▸ Problem to solve: Return each line of the data below that contains the word "apartment", copied without any change.

▸ Raw records:
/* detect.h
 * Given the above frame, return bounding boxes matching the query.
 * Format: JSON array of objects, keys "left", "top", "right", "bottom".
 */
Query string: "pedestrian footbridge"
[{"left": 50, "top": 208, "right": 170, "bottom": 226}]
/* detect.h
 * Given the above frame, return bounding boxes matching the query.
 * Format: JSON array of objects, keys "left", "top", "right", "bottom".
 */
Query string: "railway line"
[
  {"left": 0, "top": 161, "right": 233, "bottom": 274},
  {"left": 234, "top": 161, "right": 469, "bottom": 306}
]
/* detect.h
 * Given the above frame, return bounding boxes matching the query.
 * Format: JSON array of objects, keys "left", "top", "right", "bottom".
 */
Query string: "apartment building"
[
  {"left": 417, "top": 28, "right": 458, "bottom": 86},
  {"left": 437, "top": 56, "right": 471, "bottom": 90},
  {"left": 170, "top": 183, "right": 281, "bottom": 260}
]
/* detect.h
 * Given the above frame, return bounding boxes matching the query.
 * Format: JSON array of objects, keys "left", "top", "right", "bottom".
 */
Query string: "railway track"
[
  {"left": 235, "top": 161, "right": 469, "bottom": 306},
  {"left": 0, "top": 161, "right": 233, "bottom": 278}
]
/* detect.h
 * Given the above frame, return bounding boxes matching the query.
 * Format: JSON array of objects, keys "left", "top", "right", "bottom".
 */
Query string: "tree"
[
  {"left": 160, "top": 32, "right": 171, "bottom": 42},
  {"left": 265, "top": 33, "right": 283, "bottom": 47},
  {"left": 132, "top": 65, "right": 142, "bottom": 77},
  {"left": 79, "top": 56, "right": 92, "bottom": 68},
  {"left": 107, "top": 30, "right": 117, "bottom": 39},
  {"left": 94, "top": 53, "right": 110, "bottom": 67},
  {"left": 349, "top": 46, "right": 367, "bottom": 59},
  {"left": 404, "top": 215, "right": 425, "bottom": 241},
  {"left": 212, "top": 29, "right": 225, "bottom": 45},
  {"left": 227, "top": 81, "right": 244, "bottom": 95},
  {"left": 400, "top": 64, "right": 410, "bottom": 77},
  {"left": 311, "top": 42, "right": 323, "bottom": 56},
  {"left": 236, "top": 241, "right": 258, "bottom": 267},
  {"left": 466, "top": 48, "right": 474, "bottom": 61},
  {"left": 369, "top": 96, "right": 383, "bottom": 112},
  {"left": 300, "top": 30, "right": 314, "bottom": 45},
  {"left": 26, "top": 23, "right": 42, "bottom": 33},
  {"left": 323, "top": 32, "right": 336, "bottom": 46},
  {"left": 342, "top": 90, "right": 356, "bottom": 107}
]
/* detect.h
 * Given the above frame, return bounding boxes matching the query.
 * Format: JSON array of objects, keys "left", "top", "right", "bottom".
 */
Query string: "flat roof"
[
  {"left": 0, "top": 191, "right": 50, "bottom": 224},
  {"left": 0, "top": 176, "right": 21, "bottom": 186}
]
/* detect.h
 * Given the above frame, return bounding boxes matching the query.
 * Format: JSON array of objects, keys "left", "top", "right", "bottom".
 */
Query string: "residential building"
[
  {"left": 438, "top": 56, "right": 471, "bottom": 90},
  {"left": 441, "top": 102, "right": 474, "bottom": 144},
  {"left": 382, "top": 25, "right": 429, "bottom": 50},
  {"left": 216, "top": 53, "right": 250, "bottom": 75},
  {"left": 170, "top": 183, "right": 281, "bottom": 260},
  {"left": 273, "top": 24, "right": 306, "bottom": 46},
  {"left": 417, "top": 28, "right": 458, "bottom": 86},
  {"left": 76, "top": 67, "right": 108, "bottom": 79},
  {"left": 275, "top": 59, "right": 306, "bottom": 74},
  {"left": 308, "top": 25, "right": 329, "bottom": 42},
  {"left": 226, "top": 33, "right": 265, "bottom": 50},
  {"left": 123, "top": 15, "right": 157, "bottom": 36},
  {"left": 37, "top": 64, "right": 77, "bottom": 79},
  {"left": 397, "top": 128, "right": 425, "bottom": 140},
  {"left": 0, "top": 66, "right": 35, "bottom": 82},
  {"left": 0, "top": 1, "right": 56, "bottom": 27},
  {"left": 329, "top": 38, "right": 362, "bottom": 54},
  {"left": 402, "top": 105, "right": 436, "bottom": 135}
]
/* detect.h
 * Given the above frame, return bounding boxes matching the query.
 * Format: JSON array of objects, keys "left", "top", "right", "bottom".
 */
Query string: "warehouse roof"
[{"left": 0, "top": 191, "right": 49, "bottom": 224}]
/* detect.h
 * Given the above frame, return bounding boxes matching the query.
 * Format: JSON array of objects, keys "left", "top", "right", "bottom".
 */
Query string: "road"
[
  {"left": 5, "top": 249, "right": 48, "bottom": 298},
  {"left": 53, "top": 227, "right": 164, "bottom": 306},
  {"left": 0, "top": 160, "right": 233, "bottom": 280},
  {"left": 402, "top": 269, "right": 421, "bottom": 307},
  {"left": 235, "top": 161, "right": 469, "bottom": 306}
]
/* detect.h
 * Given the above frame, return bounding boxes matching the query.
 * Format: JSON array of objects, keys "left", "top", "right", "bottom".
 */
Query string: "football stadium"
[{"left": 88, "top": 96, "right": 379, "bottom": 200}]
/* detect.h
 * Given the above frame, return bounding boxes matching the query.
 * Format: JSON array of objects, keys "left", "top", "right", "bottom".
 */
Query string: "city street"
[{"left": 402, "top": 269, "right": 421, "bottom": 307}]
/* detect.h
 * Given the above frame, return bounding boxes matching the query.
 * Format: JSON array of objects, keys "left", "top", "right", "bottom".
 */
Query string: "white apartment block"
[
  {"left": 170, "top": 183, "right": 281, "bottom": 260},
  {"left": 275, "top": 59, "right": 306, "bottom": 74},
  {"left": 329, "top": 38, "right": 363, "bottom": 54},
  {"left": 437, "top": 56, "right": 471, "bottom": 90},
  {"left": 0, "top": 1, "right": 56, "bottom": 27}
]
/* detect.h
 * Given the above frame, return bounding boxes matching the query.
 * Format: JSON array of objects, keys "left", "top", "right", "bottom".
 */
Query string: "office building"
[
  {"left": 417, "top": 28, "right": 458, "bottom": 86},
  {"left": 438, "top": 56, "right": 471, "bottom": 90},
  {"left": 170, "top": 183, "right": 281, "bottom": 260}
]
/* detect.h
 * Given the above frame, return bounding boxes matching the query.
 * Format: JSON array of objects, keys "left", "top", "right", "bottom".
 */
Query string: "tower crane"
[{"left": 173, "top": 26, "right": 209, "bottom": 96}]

▸ The completed task:
Query string: "apartment building"
Query string: "white apartment block"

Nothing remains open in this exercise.